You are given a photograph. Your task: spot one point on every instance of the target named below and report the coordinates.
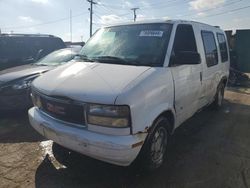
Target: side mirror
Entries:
(39, 54)
(186, 58)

********

◆ Aim of the task:
Repeat all entries exactly, pictures excluded.

◆ Output for this exercise:
You are given a photograph. Your task: spot one point on every instance of the target named below and report the coordinates.
Target: side mirror
Entries:
(39, 54)
(186, 58)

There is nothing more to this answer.